● REQUESTS
- A) In the text below on California employment law changes, how large a discount on PAGA penalties can employers receive for taking "reasonable steps" to comply with the Labor Code?
- B) Continue the text below on California employment law changes, picking up after its last sentence.

● READING TEXT
=====
No. 4: Discrimination based on intersectionality. This new California law makes explicit that discrimination based on a combination of protected classes (such as race and gender) is unlawful. Most companies’ policies already address this. Relatedly, discrimination based on “protective hairstyles” (like braids, locs and twists) is unlawful. 

Recommendation: Review your policies on discrimination and harassment, and make sure they cover Intersectionality. 

No. 5: PAGA reform “reasonable steps.” The reform from last summer to the state Private Attorneys General Act will not change much but it does give employers a few breaks, including a significant break (up to an 85 percent discount) on PAGA penalties if employers have taken “reasonable steps“ to comply with the Labor Code. 

Recommendation: Conduct a wage-hour audit, prepare and disseminate written policies if you have not done so already, train employees and supervisors on those written policies and document the training, and take appropriate corrective action against managers who fail to implement policies and document such actions. These four items are listed in the PAGA reform statute.

No. 6: Independent contractors providing “professional services.” Under the new Freelance Worker Protection Act, each itinerant worker who provides professional services (defined by Labor Code 2778, which is somewhat broad) must have a written contract where the amount paid is more than $250 for a 120-day period.
=====
● DATA ROWS
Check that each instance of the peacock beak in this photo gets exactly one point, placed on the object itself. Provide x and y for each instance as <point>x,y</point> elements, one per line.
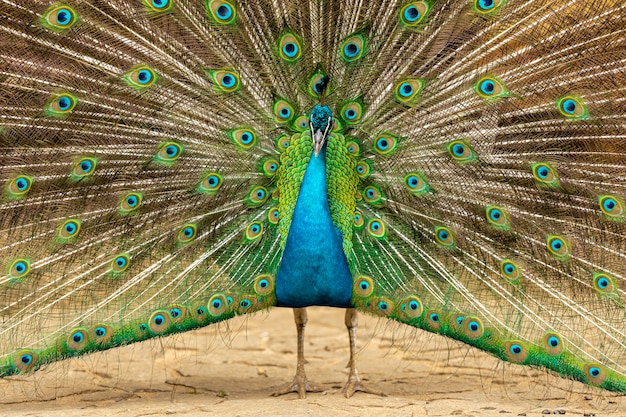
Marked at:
<point>318,141</point>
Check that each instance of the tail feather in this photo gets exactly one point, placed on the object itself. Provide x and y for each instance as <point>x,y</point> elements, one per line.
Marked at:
<point>140,146</point>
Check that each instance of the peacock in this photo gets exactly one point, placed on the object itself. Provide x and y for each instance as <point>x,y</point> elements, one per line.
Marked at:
<point>458,166</point>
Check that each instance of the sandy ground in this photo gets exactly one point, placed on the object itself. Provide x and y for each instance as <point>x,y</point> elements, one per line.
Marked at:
<point>231,370</point>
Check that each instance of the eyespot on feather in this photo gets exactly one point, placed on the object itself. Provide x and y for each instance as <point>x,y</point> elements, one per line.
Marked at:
<point>572,108</point>
<point>59,17</point>
<point>515,351</point>
<point>129,203</point>
<point>120,263</point>
<point>490,88</point>
<point>363,286</point>
<point>140,76</point>
<point>26,360</point>
<point>223,12</point>
<point>82,168</point>
<point>411,307</point>
<point>553,343</point>
<point>159,321</point>
<point>461,151</point>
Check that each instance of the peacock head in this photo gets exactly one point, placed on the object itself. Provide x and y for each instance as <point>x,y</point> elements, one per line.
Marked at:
<point>321,121</point>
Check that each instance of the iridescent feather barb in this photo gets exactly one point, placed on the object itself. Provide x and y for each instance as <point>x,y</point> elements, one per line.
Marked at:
<point>457,166</point>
=====
● RESPONSES TO THE EXERCISE
- A) Up to 85 percent.

- B)
Recommendation: Determine whether your independent contractors are providing arguably “professional services,” and if so provide them with a template written agreement. 

No. 7: Industry-specific minimum wage increases. The health care minimum wage for employees of large health care employers increased to $23 an hour, effective January 1. Some additional minimum wage increases for health care workers are scheduled for June and July. The minimum salaries for managers in that industry are also affected. In the fast food industry, the state has set a minimum wage of $20 an hour. Many cities and counties have their own minimum wages, but unlike the state laws affecting health care and fast food workers, the city and county minimums do not affect minimum salaries for managers.  Industry minimum wages for others are $21 an hour, and still others are $18 an hour. 

Recommendation:  Make sure you know where you stand.

No. 8: Whistleblower rights notice. California requires that employers post a workplace notice informing employees about their rights under the state whistleblower laws. The California Labor Commissioner has published a model notice, which is available here.

Recommendation: Be sure that your notice is posted.

No. 9: Paid sick days for victims of violence. AB 2499 expanded employment protections by allowing employees to use any available vacation, personal leave, paid sick leave, or compensatory time when they or their family members are victims of “qualifying acts of violence.”

Recommendation: Review your leave and accommodation policies to ensure that they address these expanded protections.

No. 10: Paid family leave. For any disability commencing on or after January 1, employers may not require employees to use their accrued paid time off before using California Paid Family Leave benefits under the state’s disability insurance program. Previously, employers could require employees to take up to two weeks of accrued, unused vacation before they could begin to receive benefits under the state program.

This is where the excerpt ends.